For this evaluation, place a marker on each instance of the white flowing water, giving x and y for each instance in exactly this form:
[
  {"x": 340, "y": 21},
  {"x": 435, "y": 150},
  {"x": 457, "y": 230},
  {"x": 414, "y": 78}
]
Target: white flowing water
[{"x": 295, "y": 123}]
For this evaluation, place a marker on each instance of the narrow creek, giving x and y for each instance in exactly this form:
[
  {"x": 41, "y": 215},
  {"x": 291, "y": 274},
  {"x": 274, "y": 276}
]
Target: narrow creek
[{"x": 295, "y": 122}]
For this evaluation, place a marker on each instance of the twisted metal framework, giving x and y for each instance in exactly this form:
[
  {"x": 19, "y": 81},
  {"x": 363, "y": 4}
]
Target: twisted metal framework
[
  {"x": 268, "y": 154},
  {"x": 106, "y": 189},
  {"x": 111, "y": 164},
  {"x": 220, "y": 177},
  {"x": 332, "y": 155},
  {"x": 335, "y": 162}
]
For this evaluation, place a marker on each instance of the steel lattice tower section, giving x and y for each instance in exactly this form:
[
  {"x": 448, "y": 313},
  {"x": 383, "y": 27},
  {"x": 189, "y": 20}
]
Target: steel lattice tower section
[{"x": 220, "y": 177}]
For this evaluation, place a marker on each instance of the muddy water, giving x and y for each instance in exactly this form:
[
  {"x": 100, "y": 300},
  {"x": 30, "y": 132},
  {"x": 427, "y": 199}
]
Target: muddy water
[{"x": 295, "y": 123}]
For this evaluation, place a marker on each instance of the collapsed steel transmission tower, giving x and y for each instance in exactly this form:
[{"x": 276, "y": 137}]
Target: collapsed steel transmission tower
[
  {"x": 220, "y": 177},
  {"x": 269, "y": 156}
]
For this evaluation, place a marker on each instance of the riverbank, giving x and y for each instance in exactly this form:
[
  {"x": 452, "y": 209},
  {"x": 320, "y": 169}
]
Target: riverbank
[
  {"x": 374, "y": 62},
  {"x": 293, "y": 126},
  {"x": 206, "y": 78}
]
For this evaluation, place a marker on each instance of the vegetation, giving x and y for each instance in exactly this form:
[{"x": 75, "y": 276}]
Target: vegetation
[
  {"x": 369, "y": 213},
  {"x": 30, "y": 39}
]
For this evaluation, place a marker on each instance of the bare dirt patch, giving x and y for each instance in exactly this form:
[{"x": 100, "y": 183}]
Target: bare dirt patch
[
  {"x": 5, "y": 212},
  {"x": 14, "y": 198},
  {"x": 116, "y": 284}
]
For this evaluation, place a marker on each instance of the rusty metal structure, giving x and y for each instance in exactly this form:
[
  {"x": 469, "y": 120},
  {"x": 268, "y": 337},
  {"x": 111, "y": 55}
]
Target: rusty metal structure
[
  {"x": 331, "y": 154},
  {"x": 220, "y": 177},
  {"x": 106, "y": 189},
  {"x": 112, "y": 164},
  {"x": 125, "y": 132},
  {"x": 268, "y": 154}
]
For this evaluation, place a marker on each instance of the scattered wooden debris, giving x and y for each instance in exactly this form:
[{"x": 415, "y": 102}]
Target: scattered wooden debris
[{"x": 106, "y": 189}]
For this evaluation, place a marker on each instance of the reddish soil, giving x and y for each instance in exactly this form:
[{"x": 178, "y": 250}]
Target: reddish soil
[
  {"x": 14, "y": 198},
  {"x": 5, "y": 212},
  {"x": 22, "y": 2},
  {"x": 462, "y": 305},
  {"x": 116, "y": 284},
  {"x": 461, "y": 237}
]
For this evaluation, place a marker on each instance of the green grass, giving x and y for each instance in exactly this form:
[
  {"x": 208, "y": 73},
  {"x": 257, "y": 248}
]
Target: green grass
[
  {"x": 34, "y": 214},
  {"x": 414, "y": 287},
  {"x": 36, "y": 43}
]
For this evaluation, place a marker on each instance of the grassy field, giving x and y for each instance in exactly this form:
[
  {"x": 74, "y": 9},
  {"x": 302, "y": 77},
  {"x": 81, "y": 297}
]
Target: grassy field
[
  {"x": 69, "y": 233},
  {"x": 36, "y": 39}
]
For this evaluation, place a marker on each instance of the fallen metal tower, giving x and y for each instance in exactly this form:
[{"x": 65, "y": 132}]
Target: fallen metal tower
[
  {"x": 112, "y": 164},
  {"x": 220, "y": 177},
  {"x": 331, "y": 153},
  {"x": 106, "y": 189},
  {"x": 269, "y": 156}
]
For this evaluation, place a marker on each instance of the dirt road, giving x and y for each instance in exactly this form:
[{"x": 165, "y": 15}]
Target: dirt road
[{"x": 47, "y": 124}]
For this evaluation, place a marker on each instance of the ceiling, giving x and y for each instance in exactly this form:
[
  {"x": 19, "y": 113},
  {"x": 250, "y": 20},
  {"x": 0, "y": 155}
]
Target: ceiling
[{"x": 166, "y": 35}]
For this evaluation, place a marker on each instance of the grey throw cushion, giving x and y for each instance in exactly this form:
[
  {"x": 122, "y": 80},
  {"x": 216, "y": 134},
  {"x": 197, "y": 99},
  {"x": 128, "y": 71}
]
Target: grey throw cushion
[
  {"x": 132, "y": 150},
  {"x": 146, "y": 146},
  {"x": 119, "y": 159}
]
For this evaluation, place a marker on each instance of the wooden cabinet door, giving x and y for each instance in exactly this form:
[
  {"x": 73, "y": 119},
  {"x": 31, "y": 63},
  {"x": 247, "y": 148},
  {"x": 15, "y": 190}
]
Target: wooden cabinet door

- The exercise: Send back all of the entries exactly, with nothing missing.

- Expected answer:
For this evaluation, place a marker on each instance of the white flowing water, giving x and y for each instance in exactly this form:
[
  {"x": 340, "y": 21},
  {"x": 435, "y": 150},
  {"x": 457, "y": 230},
  {"x": 414, "y": 78}
]
Target: white flowing water
[{"x": 295, "y": 123}]
For this evaluation, place a marker on each instance of the narrow creek, giving x and y for each instance in exactly this form:
[
  {"x": 41, "y": 215},
  {"x": 291, "y": 274},
  {"x": 274, "y": 276}
]
Target: narrow creek
[{"x": 295, "y": 122}]
For this evaluation, place a marker on each instance of the twisted metal framework, giving x and y for each instance in exactly this form:
[
  {"x": 19, "y": 81},
  {"x": 363, "y": 4}
]
Target: twisted metal framework
[
  {"x": 268, "y": 154},
  {"x": 106, "y": 189},
  {"x": 111, "y": 164},
  {"x": 220, "y": 177},
  {"x": 332, "y": 155},
  {"x": 335, "y": 162}
]
For this evaluation, place a marker on each instance of the steel lattice tower section, giving x and y for each instance in exactly this form:
[
  {"x": 448, "y": 313},
  {"x": 383, "y": 27},
  {"x": 189, "y": 20}
]
Target: steel lattice tower section
[{"x": 220, "y": 177}]
For this evaluation, place a marker on each instance of the muddy water, giving x and y for each instance in exactly this form:
[
  {"x": 100, "y": 300},
  {"x": 30, "y": 132},
  {"x": 427, "y": 199}
]
Target: muddy water
[{"x": 295, "y": 123}]
For this evaluation, place a marker on each instance of the collapsed steel transmission tower, giving x and y for each instance in exactly this form:
[{"x": 276, "y": 137}]
Target: collapsed steel transmission tower
[
  {"x": 220, "y": 177},
  {"x": 269, "y": 156}
]
For this evaluation, place a marker on each instance of the riverbank, giving x and y for each instance in exactly this form:
[
  {"x": 452, "y": 209},
  {"x": 320, "y": 169}
]
Target: riverbank
[
  {"x": 374, "y": 62},
  {"x": 293, "y": 126},
  {"x": 206, "y": 78}
]
For this evaluation, place a marker on each instance of the vegetation, giving x and y for each instance in exactly this form:
[{"x": 75, "y": 276}]
Target: vegetation
[
  {"x": 369, "y": 213},
  {"x": 30, "y": 39}
]
For this evaluation, place a marker on each instance of the bare dirt patch, giving x and y for each instance in exactly this form:
[{"x": 100, "y": 183}]
Target: bare dirt patch
[
  {"x": 5, "y": 212},
  {"x": 14, "y": 198},
  {"x": 116, "y": 284}
]
For this evaluation, place a marker on each instance of the rusty metal structure, giving x and y for each instance in exactly this form:
[
  {"x": 469, "y": 120},
  {"x": 268, "y": 337},
  {"x": 111, "y": 55}
]
Target: rusty metal structure
[
  {"x": 331, "y": 154},
  {"x": 220, "y": 177},
  {"x": 106, "y": 189},
  {"x": 112, "y": 164},
  {"x": 125, "y": 132},
  {"x": 268, "y": 154}
]
For this evaluation, place a marker on each instance of the scattered wooden debris, giving x and y for each instance in exactly this form:
[{"x": 415, "y": 102}]
Target: scattered wooden debris
[{"x": 106, "y": 189}]
For this evaluation, place a marker on each instance of the reddish soil, giving x and y for each instance in exactly this form:
[{"x": 178, "y": 250}]
Target: reddish soil
[
  {"x": 14, "y": 198},
  {"x": 5, "y": 212},
  {"x": 22, "y": 2},
  {"x": 462, "y": 305},
  {"x": 116, "y": 284},
  {"x": 461, "y": 237}
]
For this evaluation, place a marker on each instance of the green grass, giving x and y for each instance in exactly this form:
[
  {"x": 208, "y": 73},
  {"x": 257, "y": 248}
]
Target: green grass
[
  {"x": 34, "y": 214},
  {"x": 414, "y": 287},
  {"x": 36, "y": 43}
]
For this evaluation, place a marker on each instance of the grassy field, giving x and y for each instance in exactly this form:
[
  {"x": 74, "y": 9},
  {"x": 302, "y": 77},
  {"x": 81, "y": 297}
]
Target: grassy field
[
  {"x": 69, "y": 233},
  {"x": 36, "y": 39}
]
For this evaluation, place a marker on each instance of the fallen metal tower, giving x and y for each instance in exactly this form:
[{"x": 65, "y": 132}]
Target: fallen metal tower
[
  {"x": 112, "y": 164},
  {"x": 220, "y": 177},
  {"x": 331, "y": 153},
  {"x": 106, "y": 189},
  {"x": 269, "y": 156}
]
For this evaluation, place a marker on each instance of the dirt road, giving x and y for each instance in exactly this form:
[{"x": 165, "y": 15}]
Target: dirt road
[{"x": 47, "y": 124}]
For this evaluation, place a marker on each instance of the ceiling, giving x and y for each instance in exactly this form:
[
  {"x": 19, "y": 113},
  {"x": 250, "y": 20},
  {"x": 0, "y": 155}
]
Target: ceiling
[{"x": 166, "y": 35}]
For this evaluation, place a marker on each instance of the grey throw cushion, giving x and y for each instance in exactly this form:
[
  {"x": 122, "y": 80},
  {"x": 216, "y": 134},
  {"x": 197, "y": 99},
  {"x": 128, "y": 71}
]
Target: grey throw cushion
[
  {"x": 132, "y": 150},
  {"x": 146, "y": 146},
  {"x": 119, "y": 159}
]
For this evaluation, place a marker on each instance of the wooden cabinet door, giving x and y for each instance in exactly this form:
[
  {"x": 73, "y": 119},
  {"x": 31, "y": 63},
  {"x": 247, "y": 148},
  {"x": 15, "y": 190}
]
Target: wooden cabinet door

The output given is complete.